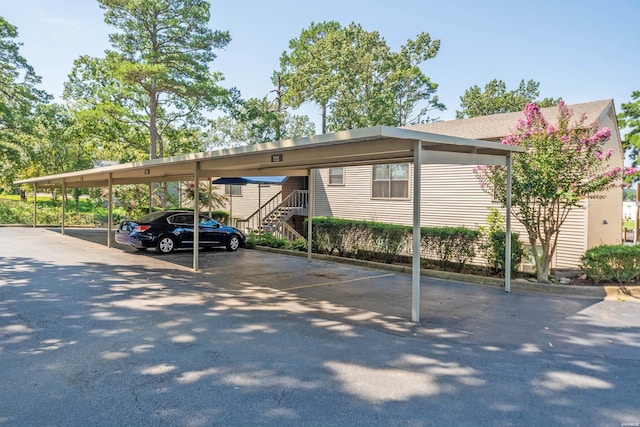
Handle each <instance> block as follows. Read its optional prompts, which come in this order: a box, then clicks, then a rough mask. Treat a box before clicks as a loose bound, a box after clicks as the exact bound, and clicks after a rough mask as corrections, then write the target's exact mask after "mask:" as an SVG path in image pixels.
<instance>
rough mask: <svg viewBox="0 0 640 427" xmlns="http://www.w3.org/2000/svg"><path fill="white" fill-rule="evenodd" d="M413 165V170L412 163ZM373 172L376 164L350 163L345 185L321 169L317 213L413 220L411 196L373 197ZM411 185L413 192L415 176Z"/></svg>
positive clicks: (348, 169)
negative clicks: (333, 184)
mask: <svg viewBox="0 0 640 427" xmlns="http://www.w3.org/2000/svg"><path fill="white" fill-rule="evenodd" d="M409 169H410V171H411V167H410V168H409ZM410 173H411V172H410ZM371 174H372V166H353V167H346V168H345V169H344V185H342V186H336V185H328V183H329V170H328V169H320V170H318V171H317V175H316V185H315V196H316V198H315V202H316V208H315V215H316V216H328V217H336V218H346V219H357V220H363V221H380V222H389V223H393V224H407V225H409V224H411V223H412V221H413V220H412V217H413V204H412V202H411V198H409V199H372V198H371ZM409 187H410V188H409V193H411V191H412V190H411V180H410V181H409Z"/></svg>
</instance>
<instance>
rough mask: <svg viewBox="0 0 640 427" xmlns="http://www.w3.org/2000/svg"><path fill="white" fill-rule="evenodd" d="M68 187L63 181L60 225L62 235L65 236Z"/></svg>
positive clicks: (63, 180)
mask: <svg viewBox="0 0 640 427" xmlns="http://www.w3.org/2000/svg"><path fill="white" fill-rule="evenodd" d="M66 196H67V185H66V183H65V182H64V180H63V181H62V223H61V224H60V234H62V235H63V236H64V220H65V214H66V206H65V205H66V204H67V197H66Z"/></svg>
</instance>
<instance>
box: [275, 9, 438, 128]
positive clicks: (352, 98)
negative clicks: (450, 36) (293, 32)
mask: <svg viewBox="0 0 640 427" xmlns="http://www.w3.org/2000/svg"><path fill="white" fill-rule="evenodd" d="M439 48H440V41H439V40H432V39H431V37H430V36H429V35H428V34H426V33H422V34H419V35H418V37H417V38H416V40H409V41H408V42H407V44H406V45H405V46H402V47H401V49H400V51H399V52H392V51H391V50H390V48H389V46H388V45H387V43H386V41H385V40H384V38H382V37H381V36H380V34H379V33H378V32H377V31H372V32H370V31H365V30H364V29H363V28H362V27H361V26H360V25H357V24H355V23H351V24H350V25H348V26H347V27H342V26H341V25H340V24H339V23H337V22H335V21H329V22H322V23H319V24H316V23H311V25H310V26H309V28H306V29H304V30H303V31H302V33H301V34H300V37H298V38H296V39H293V40H291V41H290V42H289V51H288V52H284V53H283V54H282V56H281V58H280V64H281V70H280V74H281V75H282V82H283V85H284V92H283V102H284V103H285V104H287V105H290V106H292V107H294V108H297V107H299V106H300V105H302V104H304V103H307V102H308V103H313V104H316V105H318V106H319V107H320V109H321V111H322V132H323V133H325V132H327V131H335V130H340V129H351V128H357V127H366V126H373V125H390V126H401V125H405V124H408V123H409V122H410V121H422V120H428V118H426V117H424V116H425V114H426V112H427V111H429V110H432V109H438V110H442V109H444V106H443V105H442V104H441V103H440V102H439V101H438V99H437V97H434V96H433V95H434V93H435V91H436V89H437V85H436V84H435V83H433V82H431V81H430V79H429V78H428V77H427V76H425V75H424V73H423V72H422V70H421V68H420V65H421V64H422V63H423V62H424V61H426V60H427V59H431V58H434V57H435V56H436V54H437V52H438V50H439ZM417 108H419V111H418V112H416V111H415V110H416V109H417Z"/></svg>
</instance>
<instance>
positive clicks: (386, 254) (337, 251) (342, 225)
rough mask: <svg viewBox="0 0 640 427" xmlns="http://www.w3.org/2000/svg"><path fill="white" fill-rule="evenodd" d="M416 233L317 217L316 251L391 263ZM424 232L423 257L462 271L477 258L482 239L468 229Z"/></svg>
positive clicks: (343, 255) (314, 242)
mask: <svg viewBox="0 0 640 427" xmlns="http://www.w3.org/2000/svg"><path fill="white" fill-rule="evenodd" d="M305 230H306V226H305ZM412 232H413V230H412V228H411V227H408V226H404V225H397V224H386V223H380V222H373V221H354V220H345V219H339V218H325V217H318V218H313V251H314V252H318V253H326V254H334V253H336V254H337V255H340V256H351V257H354V258H358V259H366V260H371V261H382V262H386V263H389V264H391V263H393V262H395V261H396V260H397V259H398V256H399V255H400V253H402V252H403V251H404V250H406V249H407V245H409V244H410V242H411V239H412ZM420 232H421V240H420V246H421V256H423V257H425V258H429V259H433V260H436V261H437V262H438V264H439V265H440V266H441V268H445V267H447V266H448V265H449V264H452V265H454V266H455V268H456V269H457V270H458V271H461V270H462V269H463V268H464V266H465V264H466V263H468V262H469V261H470V260H471V259H472V258H473V257H474V256H475V248H476V246H477V242H478V239H479V237H480V233H479V232H477V231H475V230H470V229H468V228H465V227H423V228H421V229H420Z"/></svg>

_ _ _ _ _

Instructions to follow> With images excluded, write the records above out again exactly.

Task response>
Handle each <instance> block as follows. Read its optional prompts, which come in this order: a box, then clicks, then a rough mask. Treat a box before clicks as a loose bound, a box after clicks as the exact bound, and clicks after a rough mask as corrections, then write the target's exact mask after "mask:" as an SVG path in image pixels.
<instance>
rough mask: <svg viewBox="0 0 640 427" xmlns="http://www.w3.org/2000/svg"><path fill="white" fill-rule="evenodd" d="M413 165V170L412 163ZM373 172L376 164L350 163L345 185L321 169L317 213L413 220L411 196L373 197ZM411 185L413 192L415 176Z"/></svg>
positive clicks: (348, 169)
negative clicks: (333, 184)
mask: <svg viewBox="0 0 640 427" xmlns="http://www.w3.org/2000/svg"><path fill="white" fill-rule="evenodd" d="M409 169H410V171H411V167H410V168H409ZM410 173H411V172H410ZM371 174H372V166H353V167H346V168H345V169H344V185H342V186H336V185H328V183H329V170H328V169H320V170H318V171H317V175H316V185H315V196H316V198H315V202H316V208H315V215H316V216H328V217H336V218H346V219H357V220H363V221H380V222H389V223H393V224H407V225H409V224H411V223H412V221H413V220H412V217H413V204H412V202H411V198H409V199H372V198H371ZM409 187H410V188H409V193H411V191H412V190H411V180H410V181H409Z"/></svg>
</instance>
<instance>
rough mask: <svg viewBox="0 0 640 427" xmlns="http://www.w3.org/2000/svg"><path fill="white" fill-rule="evenodd" d="M68 187L63 181L60 225L62 235L65 236Z"/></svg>
positive clicks: (63, 180)
mask: <svg viewBox="0 0 640 427" xmlns="http://www.w3.org/2000/svg"><path fill="white" fill-rule="evenodd" d="M66 196H67V185H66V183H65V182H64V180H63V181H62V223H61V224H60V234H62V235H63V236H64V220H65V214H66V206H65V205H66V204H67V197H66Z"/></svg>
</instance>
<instance>
box: [275, 9, 438, 128]
positive clicks: (352, 98)
negative clicks: (450, 36) (293, 32)
mask: <svg viewBox="0 0 640 427" xmlns="http://www.w3.org/2000/svg"><path fill="white" fill-rule="evenodd" d="M439 48H440V41H439V40H432V39H431V37H430V36H429V35H428V34H426V33H422V34H419V35H418V37H417V38H416V40H409V41H408V42H407V44H406V45H405V46H402V47H401V49H400V51H399V52H392V51H391V50H390V48H389V46H388V45H387V43H386V41H385V40H384V38H382V37H381V36H380V34H379V33H378V32H377V31H372V32H370V31H365V30H364V29H363V28H362V27H361V26H360V25H357V24H355V23H351V24H350V25H348V26H347V27H342V26H341V25H340V24H339V23H337V22H335V21H329V22H322V23H319V24H316V23H311V25H310V26H309V28H306V29H304V30H303V31H302V33H301V34H300V37H298V38H296V39H293V40H291V41H290V42H289V51H288V52H284V53H283V54H282V56H281V58H280V64H281V70H280V74H281V75H282V82H283V85H284V92H283V102H284V103H285V104H287V105H290V106H292V107H294V108H297V107H299V106H300V105H302V104H304V103H307V102H308V103H313V104H316V105H318V106H319V107H320V109H321V111H322V132H323V133H325V132H327V131H335V130H340V129H351V128H357V127H366V126H373V125H390V126H401V125H405V124H408V123H409V122H410V121H422V120H428V118H426V117H424V116H425V114H426V112H427V111H429V110H432V109H438V110H442V109H444V106H443V105H442V104H441V103H440V102H439V101H438V99H437V97H434V96H433V95H434V93H435V91H436V89H437V85H436V84H435V83H433V82H431V81H430V79H429V78H428V77H427V76H425V75H424V73H423V72H422V70H421V68H420V65H421V64H422V63H423V62H424V61H426V60H427V59H431V58H434V57H435V56H436V54H437V52H438V50H439ZM417 108H419V111H418V112H416V111H415V110H416V109H417Z"/></svg>
</instance>
<instance>
positive clicks: (386, 254) (337, 251) (342, 225)
rough mask: <svg viewBox="0 0 640 427" xmlns="http://www.w3.org/2000/svg"><path fill="white" fill-rule="evenodd" d="M416 233L317 217L316 251L391 263ZM424 232L423 257L462 271L477 258L482 239L468 229Z"/></svg>
positive clicks: (343, 255) (314, 242)
mask: <svg viewBox="0 0 640 427" xmlns="http://www.w3.org/2000/svg"><path fill="white" fill-rule="evenodd" d="M305 230H306V226H305ZM412 232H413V230H412V228H411V227H408V226H404V225H397V224H386V223H380V222H373V221H354V220H345V219H339V218H325V217H318V218H313V251H314V252H318V253H326V254H334V253H336V254H337V255H340V256H351V257H354V258H358V259H366V260H371V261H382V262H386V263H389V264H391V263H393V262H395V261H396V260H397V259H398V256H399V255H400V253H402V252H403V251H404V250H406V249H407V245H409V244H410V242H411V239H412ZM420 232H421V240H420V246H421V256H423V257H425V258H429V259H433V260H436V261H437V262H438V264H439V265H440V266H441V268H445V267H447V266H448V265H449V264H452V265H454V266H455V268H456V269H457V270H458V271H461V270H462V269H463V268H464V266H465V264H466V263H468V262H469V261H470V260H471V259H472V258H473V257H474V256H475V248H476V246H477V242H478V239H479V237H480V233H479V232H477V231H475V230H470V229H468V228H465V227H423V228H421V229H420Z"/></svg>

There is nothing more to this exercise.